WHAT TO DO: State how many lines in the items below contain the word "noun", with case counting, and give only that number.

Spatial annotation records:
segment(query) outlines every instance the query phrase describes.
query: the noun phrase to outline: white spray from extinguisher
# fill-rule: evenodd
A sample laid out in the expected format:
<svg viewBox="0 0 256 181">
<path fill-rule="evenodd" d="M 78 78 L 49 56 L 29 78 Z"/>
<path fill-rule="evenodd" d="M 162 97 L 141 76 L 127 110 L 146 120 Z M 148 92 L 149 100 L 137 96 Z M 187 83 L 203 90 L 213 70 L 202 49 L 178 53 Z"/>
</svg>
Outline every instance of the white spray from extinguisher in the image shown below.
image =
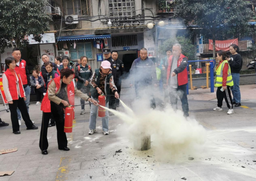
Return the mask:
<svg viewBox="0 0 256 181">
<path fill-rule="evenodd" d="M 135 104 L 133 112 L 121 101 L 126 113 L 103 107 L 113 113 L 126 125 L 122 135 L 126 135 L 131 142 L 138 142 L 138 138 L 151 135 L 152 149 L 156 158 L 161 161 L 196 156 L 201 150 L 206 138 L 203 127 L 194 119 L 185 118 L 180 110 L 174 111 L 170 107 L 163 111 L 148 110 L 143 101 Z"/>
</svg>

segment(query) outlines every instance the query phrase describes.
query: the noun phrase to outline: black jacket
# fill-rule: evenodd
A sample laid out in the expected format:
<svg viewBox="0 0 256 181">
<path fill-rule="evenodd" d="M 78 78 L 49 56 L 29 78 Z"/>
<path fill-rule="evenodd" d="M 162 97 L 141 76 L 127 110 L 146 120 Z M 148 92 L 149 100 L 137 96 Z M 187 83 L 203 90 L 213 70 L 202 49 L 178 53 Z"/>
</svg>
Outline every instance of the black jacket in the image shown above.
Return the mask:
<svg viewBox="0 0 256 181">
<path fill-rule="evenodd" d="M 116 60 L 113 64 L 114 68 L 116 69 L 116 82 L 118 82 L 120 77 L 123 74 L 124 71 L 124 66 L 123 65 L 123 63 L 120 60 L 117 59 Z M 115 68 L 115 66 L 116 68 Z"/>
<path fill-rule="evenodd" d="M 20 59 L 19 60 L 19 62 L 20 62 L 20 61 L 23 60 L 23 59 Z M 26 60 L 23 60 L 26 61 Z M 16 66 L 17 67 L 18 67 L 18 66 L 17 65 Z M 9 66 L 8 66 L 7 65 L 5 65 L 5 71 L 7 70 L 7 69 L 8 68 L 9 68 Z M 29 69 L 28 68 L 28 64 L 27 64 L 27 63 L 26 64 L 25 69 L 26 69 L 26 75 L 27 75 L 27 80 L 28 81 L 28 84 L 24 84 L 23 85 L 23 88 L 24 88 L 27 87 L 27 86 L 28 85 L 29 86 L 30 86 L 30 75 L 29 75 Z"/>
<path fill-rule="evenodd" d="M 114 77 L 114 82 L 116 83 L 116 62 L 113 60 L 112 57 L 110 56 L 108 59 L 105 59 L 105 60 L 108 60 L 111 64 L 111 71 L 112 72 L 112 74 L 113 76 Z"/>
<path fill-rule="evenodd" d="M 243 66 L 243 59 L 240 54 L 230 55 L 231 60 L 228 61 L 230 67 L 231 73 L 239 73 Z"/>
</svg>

---

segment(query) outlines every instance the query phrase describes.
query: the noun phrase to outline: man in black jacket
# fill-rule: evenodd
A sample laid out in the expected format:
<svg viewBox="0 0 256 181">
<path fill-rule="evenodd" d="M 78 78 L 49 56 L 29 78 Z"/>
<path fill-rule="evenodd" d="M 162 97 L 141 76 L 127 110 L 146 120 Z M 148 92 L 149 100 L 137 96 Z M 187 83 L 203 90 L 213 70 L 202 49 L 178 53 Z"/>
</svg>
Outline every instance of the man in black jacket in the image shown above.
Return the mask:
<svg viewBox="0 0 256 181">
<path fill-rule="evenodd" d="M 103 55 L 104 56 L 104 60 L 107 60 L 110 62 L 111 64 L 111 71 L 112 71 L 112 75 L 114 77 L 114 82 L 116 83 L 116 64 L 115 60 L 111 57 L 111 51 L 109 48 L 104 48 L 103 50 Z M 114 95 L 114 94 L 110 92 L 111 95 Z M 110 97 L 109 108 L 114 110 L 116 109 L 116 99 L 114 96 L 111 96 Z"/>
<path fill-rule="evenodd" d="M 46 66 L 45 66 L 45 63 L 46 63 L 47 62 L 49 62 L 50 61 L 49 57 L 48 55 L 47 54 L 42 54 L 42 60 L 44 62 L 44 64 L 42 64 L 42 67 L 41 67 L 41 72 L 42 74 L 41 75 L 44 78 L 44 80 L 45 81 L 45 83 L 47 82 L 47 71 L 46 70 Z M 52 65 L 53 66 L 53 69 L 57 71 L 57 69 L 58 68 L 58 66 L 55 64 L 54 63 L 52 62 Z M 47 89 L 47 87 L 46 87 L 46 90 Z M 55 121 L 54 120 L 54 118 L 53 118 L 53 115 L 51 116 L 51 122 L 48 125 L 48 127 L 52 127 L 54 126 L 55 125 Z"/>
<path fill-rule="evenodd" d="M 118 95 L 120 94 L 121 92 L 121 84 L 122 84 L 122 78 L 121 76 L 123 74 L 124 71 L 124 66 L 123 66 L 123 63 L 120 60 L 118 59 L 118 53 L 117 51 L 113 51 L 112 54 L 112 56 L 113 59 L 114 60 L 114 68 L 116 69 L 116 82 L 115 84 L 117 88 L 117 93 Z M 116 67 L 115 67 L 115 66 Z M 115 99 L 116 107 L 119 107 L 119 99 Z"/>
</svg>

RESPONSE TO THIS TASK: 3